Partly too it’s because farmers retire in different ways and at different times, so they don’t spend their careers focused on a specific date when they know they’re going to be cut off from regular employment income. But part of the reason is that life simply happens too fast, says Jeffrae Rothwell, an agriculture account specialist with Affinity Credit
Union in Shellbrook, Sask. When you’re so preoccupied with today, he says, you don’t realize how quickly time is flying by.
“We’re seeing farmers start to plan for retirement at a fairly late stage,” Rothwell says. “Sometimes that doesn’t
give them enough time to get things in order.”
The situation overall is improving, Rothwell says. Still, if you think you are going to have a healthy retirement with a nest egg of less than $500,000 — after you’ve bought somewhere to live — it’s time to put some actual numbers down on paper and see how they add up… that is, if you plan to retire and leave the farm.
President and founder of Grayson, Sask.’s Wheatland Financial Services, Paul Kuntz finds that grain farmers he’s spoken to plan to stay on the farm and keep their hand in its operations, and therefore don’t need as much savings to sustain them.
“As one guy put it, ‘This job is easy — there’s not a whole lot of work left in this job any more. Most of our bins are hopper bins, we have GrainVacs, we sit in huge tractors that steer themselves. It’s not like you have to do a whole lot of physical labour nowadays to run a big grain farm.’”

INFORMATION GIVEN:
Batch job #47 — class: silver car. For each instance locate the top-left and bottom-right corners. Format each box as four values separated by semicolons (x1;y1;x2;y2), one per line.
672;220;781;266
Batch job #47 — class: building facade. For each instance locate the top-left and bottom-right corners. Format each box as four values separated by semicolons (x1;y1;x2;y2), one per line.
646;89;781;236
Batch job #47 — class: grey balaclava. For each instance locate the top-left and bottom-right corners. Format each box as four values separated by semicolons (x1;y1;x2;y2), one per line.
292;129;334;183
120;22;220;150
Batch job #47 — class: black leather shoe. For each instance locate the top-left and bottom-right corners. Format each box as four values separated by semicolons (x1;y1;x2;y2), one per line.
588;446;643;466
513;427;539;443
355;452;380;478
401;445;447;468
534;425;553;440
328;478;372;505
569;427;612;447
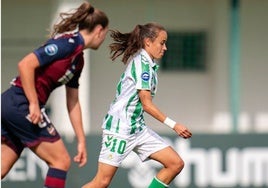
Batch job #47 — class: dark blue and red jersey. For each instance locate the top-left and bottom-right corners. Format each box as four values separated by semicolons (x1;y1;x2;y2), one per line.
12;32;84;105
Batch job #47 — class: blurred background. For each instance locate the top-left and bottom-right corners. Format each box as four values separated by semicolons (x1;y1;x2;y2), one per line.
1;0;268;188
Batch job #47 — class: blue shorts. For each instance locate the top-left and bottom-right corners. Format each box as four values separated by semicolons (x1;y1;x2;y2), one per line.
1;86;60;156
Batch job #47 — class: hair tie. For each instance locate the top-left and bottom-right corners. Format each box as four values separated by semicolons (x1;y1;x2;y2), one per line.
88;6;95;14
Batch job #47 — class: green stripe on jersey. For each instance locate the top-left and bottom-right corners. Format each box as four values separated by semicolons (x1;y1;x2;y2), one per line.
141;61;150;89
105;114;113;130
130;103;142;134
131;60;137;82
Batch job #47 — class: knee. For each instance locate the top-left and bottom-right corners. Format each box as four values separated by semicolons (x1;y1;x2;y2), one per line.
49;154;71;171
99;178;111;188
1;170;7;180
170;159;184;174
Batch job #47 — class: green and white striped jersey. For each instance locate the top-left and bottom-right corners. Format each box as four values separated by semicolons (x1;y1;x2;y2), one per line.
102;49;158;135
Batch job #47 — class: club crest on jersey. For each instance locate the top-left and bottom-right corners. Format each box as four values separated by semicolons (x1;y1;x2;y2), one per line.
141;72;150;82
45;44;58;56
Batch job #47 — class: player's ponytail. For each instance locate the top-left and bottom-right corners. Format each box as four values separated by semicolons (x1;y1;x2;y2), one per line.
109;23;165;64
51;2;109;37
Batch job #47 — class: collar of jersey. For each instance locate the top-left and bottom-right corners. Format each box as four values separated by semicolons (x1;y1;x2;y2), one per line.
140;49;159;71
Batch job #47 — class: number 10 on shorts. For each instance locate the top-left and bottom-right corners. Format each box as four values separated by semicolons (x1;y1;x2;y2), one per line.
104;135;127;154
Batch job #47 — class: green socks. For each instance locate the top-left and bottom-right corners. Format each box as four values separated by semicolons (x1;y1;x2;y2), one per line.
148;177;168;188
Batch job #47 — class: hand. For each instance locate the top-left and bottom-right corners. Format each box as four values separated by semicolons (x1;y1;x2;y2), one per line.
74;143;87;167
173;123;192;138
27;104;42;124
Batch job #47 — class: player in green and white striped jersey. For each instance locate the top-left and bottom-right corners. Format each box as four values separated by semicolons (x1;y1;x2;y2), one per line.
103;49;158;135
83;23;192;188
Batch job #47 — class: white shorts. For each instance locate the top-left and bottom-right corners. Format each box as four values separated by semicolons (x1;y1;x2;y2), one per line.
99;127;169;167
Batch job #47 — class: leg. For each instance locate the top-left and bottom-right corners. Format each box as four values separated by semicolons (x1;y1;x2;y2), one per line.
1;143;19;179
31;139;71;188
150;147;184;185
82;162;118;188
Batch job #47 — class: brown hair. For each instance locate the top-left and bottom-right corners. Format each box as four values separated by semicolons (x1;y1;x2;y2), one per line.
51;2;109;37
109;23;165;64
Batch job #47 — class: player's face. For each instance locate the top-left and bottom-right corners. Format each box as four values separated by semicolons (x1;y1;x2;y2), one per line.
145;31;167;59
91;27;108;50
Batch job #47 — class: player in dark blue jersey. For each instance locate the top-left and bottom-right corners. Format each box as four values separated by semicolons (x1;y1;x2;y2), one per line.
1;2;109;188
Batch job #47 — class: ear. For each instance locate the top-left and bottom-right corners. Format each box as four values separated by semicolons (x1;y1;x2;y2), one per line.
144;38;152;47
94;25;103;37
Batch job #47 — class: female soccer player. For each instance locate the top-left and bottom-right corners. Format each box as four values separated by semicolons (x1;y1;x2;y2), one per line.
83;23;192;188
1;2;109;188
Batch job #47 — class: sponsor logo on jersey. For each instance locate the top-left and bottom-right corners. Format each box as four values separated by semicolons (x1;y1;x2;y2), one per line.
45;44;58;56
141;72;150;82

STATED TASK 1: According to the farm retirement text, below what amount of savings should someone leaving the farm work out actual numbers on paper?
STATED TASK 2: Shorten the paragraph of the farm retirement text that begins "The situation overall is improving" and keep its main facts.
The material has no connection to the text about farm retirement.

TASK ANSWER 1: Less than $500,000, after buying somewhere to live.

TASK ANSWER 2: Rothwell says the situation is improving overall. Still, anyone who plans to retire and leave the farm with a nest egg under $500,000, after buying a place to live, should put actual numbers on paper and see whether they add up.